**** Bloco de texto ****

Depois, será tempo de murici, cada um cuidando de si. Saúde, educação, ciência e tecnologia, cultura, esportes, entre outras políticas sociais, disputarão fatias de um fundo público diferente do atual. O valor dos gastos com políticas públicas não será a diferença entre o que se arrecada com impostos e contribuições e o pagamento de encargos e resgate da dívida. O teto ficará fixo, variando discretamente em torno de uma inflação supostamente controlada, e a eventual elevação de receitas (se houver crescimento econômico, redução das taxas de juros, aumento de investimentos e empregos) será utilizada para pagar a dívida. O Poder Legislativo renuncia da função de formular políticas e coordenará a disputa pelas sobras de recursos.

**** Material fornecido ****

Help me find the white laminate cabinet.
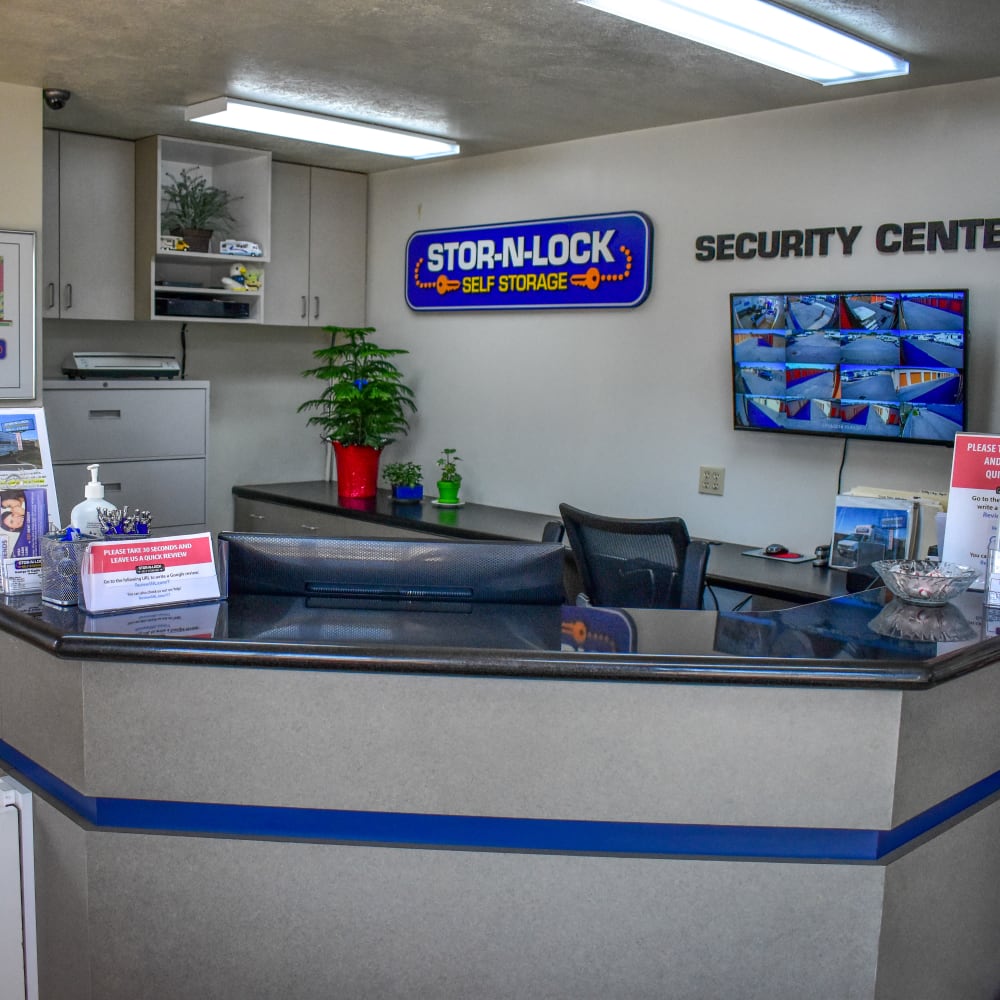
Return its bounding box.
[263,163,368,326]
[135,135,271,324]
[43,379,209,534]
[42,129,135,320]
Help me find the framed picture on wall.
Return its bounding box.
[0,230,35,399]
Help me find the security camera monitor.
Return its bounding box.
[729,288,969,445]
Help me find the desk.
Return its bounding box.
[706,542,848,604]
[0,592,1000,1000]
[233,481,847,604]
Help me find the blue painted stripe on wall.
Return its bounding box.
[0,741,1000,862]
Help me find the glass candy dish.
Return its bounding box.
[868,599,976,642]
[872,559,979,607]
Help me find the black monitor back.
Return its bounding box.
[218,531,565,604]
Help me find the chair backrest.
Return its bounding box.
[559,504,708,609]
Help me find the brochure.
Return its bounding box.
[0,407,59,594]
[830,493,917,570]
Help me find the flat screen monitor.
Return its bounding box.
[729,288,969,445]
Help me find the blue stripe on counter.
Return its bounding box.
[0,740,1000,862]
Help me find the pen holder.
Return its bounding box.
[42,531,100,606]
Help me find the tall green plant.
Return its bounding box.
[162,167,242,233]
[299,326,417,448]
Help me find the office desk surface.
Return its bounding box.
[0,589,1000,690]
[0,584,1000,1000]
[233,481,847,604]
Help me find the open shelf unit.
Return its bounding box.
[135,136,271,323]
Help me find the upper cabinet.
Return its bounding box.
[263,163,368,326]
[42,129,135,320]
[135,136,272,323]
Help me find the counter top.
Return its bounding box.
[232,480,559,542]
[0,590,1000,689]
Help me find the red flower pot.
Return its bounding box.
[333,441,382,498]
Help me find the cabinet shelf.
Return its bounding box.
[135,136,271,323]
[153,285,260,299]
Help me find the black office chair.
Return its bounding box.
[559,504,708,610]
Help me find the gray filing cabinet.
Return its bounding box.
[42,379,209,534]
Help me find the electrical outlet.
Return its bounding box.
[698,465,726,497]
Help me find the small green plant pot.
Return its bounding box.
[438,479,462,503]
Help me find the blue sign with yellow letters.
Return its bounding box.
[406,212,653,311]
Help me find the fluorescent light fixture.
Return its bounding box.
[578,0,910,86]
[184,97,461,160]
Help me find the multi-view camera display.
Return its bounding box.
[730,289,968,444]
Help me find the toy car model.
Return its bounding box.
[219,240,263,257]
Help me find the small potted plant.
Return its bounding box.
[437,448,462,504]
[161,167,242,253]
[382,462,424,503]
[299,326,417,499]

****

Lista de atividades –
1. Copie fielmente o trecho do texto sobre o teto de gastos que começa nas palavras "Depois, será tempo" e termina após as palavras "sobras de recursos.".
2. Prossiga o texto sobre o teto de gastos a partir da última frase apresentada.
Os registros provêm de uma fonte distinta da do texto.

Resultados das tarefas –
1.
Depois, será tempo de murici, cada um cuidando de si. Saúde, educação, ciência e tecnologia, cultura, esportes, entre outras políticas sociais, disputarão fatias de um fundo público diferente do atual. O valor dos gastos com políticas públicas não será a diferença entre o que se arrecada com impostos e contribuições e o pagamento de encargos e resgate da dívida. O teto ficará fixo, variando discretamente em torno de uma inflação supostamente controlada, e a eventual elevação de receitas (se houver crescimento econômico, redução das taxas de juros, aumento de investimentos e empregos) será utilizada para pagar a dívida. O Poder Legislativo renuncia da função de formular políticas e coordenará a disputa pelas sobras de recursos.

2.
Opositores das medidas restritivas questionam três âmbitos do redirecionamento da política fiscal. O primeiro refere-se à unilateralidade, consubstanciada em passar a tesoura em ações essenciais para a reprodução da vida e inserção social, sem cogitar ampliar receitas, sequer se referir às desonerações fiscais. O segundo domínio de interrogações concentra-se na impossibilidade de impor teto para obrigações previdenciárias estabelecidas, que serão despesas crescentes durante os dez próximos anos. Ainda que se aprove a reforma da Previdência, o montante a ser dividido para as demais políticas sociais será necessariamente menor. E, por fim, a completa ausência de debates e esclarecimentos sobre as consequências, inclusive imediatas, da obtenção de maioria para aprovação da PEC 241. Os preços da governabilidade foram hiperinflacionados. Custa muito caro tornar o Ministério da Saúde um posto avançado da base parlamentar do governo, modelo recentemente replicado no Instituto Nacional do Câncer. 

Pesquisas de opinião realizadas este mês apresentam resultados opostos em relação aos limites de gastos públicos. A da Confederação dos Transportes/MDA confirma a saúde como principal prioridade para 60,6% dos entrevistados e pouco conhecimento sobre a PEC 241: apenas 40,9% ouviram falar do teto para as despesas públicas e nesse subconjunto 60,4% aprovaram a medida. Na conduzida pela CUT/Vox Populi, a contenção das despesas com saúde, educação e assistência social por um prazo de 20 anos e aumento de acordo com a inflação foi rejeitada por 70%. Seja lá como se absorva ou conteste a validade dessas informações, é plausível inferir que ser favorável à punição da corrupção não autoriza manter ou aumentar taxas de mortalidade infantil e desigualdades de acesso às ações diagnósticas e terapêuticas.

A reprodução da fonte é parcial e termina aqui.